- ЦИТИРУЕМЫЙ ТЕКСТ -
Книга: Воспоминания торговцев картинами
Назад: VIII. Любители и коллекционеры
Дальше: X. От Месонье к кубизму

IX. Перед «Олимпией» Мане в Лувре

Встреча художника Тоше с Мане в Венеции. – Как Мане работал. – Мане и итальянская живопись

 

Однажды в Лувре мне показалось, что в посетителе, который остановился перед «Олимпией», я узнал художника Шарля Тоше. Я подошел поближе. Это действительно был он. Заговорив с ним, я напомнил ему, что он когда-то обмолвился о своих встречах с Мане.
– Но скажите, как вы с ним познакомились?
– Это было в Венеции. Я зашел в кафе «Флориан», чтобы поесть мороженого. Высокий художник, чей изящный силуэт был мне знаком, устроился за соседним столиком вместе с женой. Величавая осанка мадам Мане произвела на меня сильное впечатление. Когда ее зонтик упал, я нагнулся и поднял его. Мане меня поблагодарил и сказал: «Я вижу, что вы француз… Господи, как я скучаю здесь!» Мадам Мане улыбнулась. Ее розовое и детское лицо просияло под широкополой шляпой. «Эдуар любит шутить, – заметила она, – он, как обычно, строит из себя парижанина».
– Мсье Тоше, скажите, именно во время этого пребывания в Венеции Мане нарисовал свою знаменитую картину «Сваи Большого канала»?
– Да. И как увлекся Мане этим мотивом! Белая мраморная лестница поднималась к бледно-розовым кирпичам фасада, кадмиевым и зеленым цоколям! Игра тени и света на поверхности воды, волнуемой проплывающими лодками, привела Мане в восторг: «Будто всплывают донышки бутылок из-под шампанского!» Как-то я плыл вместе с ним в его гондоле, и сквозь ряд гигантских искривленных свай, голубых и белых, мы любовались куполами несравненной церкви Санта-Мария делла Салюте, которую так ценил Гварди. Мане воскликнул тогда: «Я помещу там гондолу, ведомую лодочником в розовой рубахе, с оранжевым платком вокруг шеи, одним из тех красивых парней, смуглых, как абенсеррахи!» Несколько обитателей виллы Медичи слушали с соседней лодки рассуждения Мане. На последних словах они захихикали. Я услышал, как кто-то выкрикнул: «Какая банальность!»
– В Священной истории я прочитал, что, завидев пророка, дети стали смеяться над ним. Из соседнего леса вышел медведь и сожрал смельчаков. Вот если бы бог живописи, дабы отомстить за Мане, вызвал из глубин канала какое-нибудь морское чудовище!..
– Бог живописи поступил лучше! – перебил меня Шарль Тоше. – Он наслал на них медведя по имени Забвение, поглотившего художников той эпохи со всеми их официальными мэтрами, среди которых Мане чувствовал себя так же, как пес с привязанной к его хвосту кастрюлей.

- ИСХОДНЫЕ СТРОКИ -
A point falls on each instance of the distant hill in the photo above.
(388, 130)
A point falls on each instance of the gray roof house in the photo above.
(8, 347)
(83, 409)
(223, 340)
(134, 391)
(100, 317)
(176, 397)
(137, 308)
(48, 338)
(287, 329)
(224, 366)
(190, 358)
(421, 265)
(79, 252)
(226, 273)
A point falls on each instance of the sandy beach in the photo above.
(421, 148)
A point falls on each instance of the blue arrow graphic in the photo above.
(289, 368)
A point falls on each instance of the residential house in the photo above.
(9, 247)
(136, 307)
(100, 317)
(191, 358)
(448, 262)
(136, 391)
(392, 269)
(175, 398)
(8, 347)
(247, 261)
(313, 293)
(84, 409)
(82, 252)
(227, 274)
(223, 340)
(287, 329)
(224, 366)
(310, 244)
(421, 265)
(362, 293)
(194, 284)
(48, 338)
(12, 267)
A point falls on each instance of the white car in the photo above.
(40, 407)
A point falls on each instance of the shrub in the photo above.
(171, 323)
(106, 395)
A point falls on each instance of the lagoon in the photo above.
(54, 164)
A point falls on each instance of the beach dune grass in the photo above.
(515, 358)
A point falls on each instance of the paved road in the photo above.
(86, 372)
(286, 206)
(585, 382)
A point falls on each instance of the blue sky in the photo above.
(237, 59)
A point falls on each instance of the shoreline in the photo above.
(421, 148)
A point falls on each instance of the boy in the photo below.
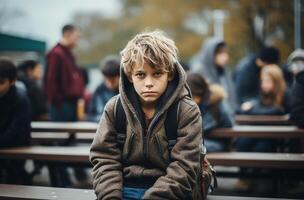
(15, 122)
(110, 70)
(151, 81)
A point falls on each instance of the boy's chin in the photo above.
(149, 100)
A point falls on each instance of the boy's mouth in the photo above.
(150, 93)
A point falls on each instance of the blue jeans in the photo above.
(133, 193)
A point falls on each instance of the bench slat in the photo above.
(80, 154)
(21, 192)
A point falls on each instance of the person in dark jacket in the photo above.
(209, 98)
(296, 65)
(30, 73)
(63, 81)
(110, 69)
(15, 122)
(274, 100)
(211, 62)
(151, 81)
(247, 73)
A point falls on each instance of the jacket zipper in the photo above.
(147, 135)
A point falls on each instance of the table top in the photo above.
(22, 192)
(80, 154)
(262, 120)
(71, 127)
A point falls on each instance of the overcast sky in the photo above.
(43, 20)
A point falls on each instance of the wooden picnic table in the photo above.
(80, 154)
(22, 192)
(45, 137)
(70, 127)
(262, 120)
(274, 132)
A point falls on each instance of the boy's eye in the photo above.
(158, 74)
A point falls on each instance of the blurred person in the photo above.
(247, 73)
(30, 73)
(64, 85)
(274, 100)
(63, 81)
(209, 98)
(110, 69)
(15, 123)
(84, 102)
(274, 97)
(211, 62)
(296, 66)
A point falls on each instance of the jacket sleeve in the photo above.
(184, 170)
(19, 130)
(106, 157)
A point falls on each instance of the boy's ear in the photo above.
(170, 77)
(130, 78)
(12, 82)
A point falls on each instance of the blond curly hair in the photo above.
(154, 48)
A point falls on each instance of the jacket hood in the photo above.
(177, 88)
(217, 94)
(203, 62)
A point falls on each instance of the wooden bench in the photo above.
(45, 137)
(67, 127)
(80, 154)
(262, 120)
(21, 192)
(274, 132)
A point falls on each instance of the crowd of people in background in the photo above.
(256, 87)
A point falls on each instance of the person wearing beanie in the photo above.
(296, 65)
(209, 98)
(247, 73)
(110, 69)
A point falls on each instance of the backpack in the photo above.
(208, 173)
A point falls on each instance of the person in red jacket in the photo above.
(64, 86)
(63, 81)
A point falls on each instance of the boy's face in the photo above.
(35, 73)
(149, 83)
(267, 85)
(221, 59)
(5, 85)
(112, 83)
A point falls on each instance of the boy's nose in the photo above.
(148, 83)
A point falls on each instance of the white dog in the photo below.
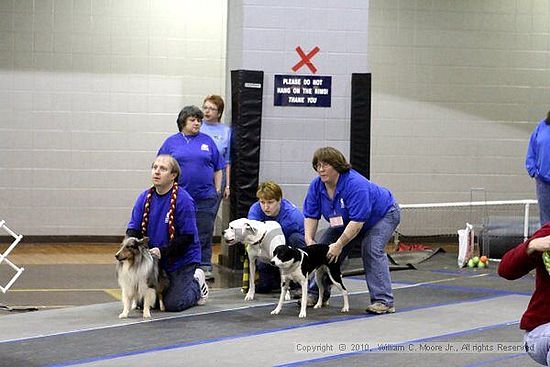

- ЗАДАНИЯ К УПРАЖНЕНИЮ -
1 – Воспроизведите из отрывка о Мане всё от слов «Книга: Воспоминания торговцев» вниз до слов «встречах с Мане.».
2 – Кратко перескажите в виде списка абзац из отрывка о Мане, который начинается словами «– Да. И как увлекся Мане этим мотивом!». Главные факты нужно сохранить.

- ОТВЕТЫ К УПРАЖНЕНИЮ -
1 –
Книга: Воспоминания торговцев картинами
Назад: VIII. Любители и коллекционеры
Дальше: X. От Месонье к кубизму

IX. Перед «Олимпией» Мане в Лувре

Встреча художника Тоше с Мане в Венеции. – Как Мане работал. – Мане и итальянская живопись

 

Однажды в Лувре мне показалось, что в посетителе, который остановился перед «Олимпией», я узнал художника Шарля Тоше. Я подошел поближе. Это действительно был он. Заговорив с ним, я напомнил ему, что он когда-то обмолвился о своих встречах с Мане.

2 –
- Мане увлекся мотивом с белой мраморной лестницей, которая поднималась к бледно-розовым кирпичам фасада, кадмиевым и зеленым цоколям.
- Его восхитила игра тени и света на воде, которую волновали проплывающие лодки. Он сравнил ее с всплывающими донышками бутылок из-под шампанского.
- Тоше плыл с Мане в его гондоле. Сквозь ряд гигантских искривленных голубых и белых свай они любовались куполами церкви Санта-Мария делла Салюте, которую ценил Гварди.
- Мане решил поместить там гондолу с лодочником в розовой рубахе и с оранжевым платком на шее, смуглым, как абенсеррахи.
- Несколько обитателей виллы Медичи слушали его с соседней лодки. На последних словах они захихикали, и кто-то выкрикнул: «Какая банальность!»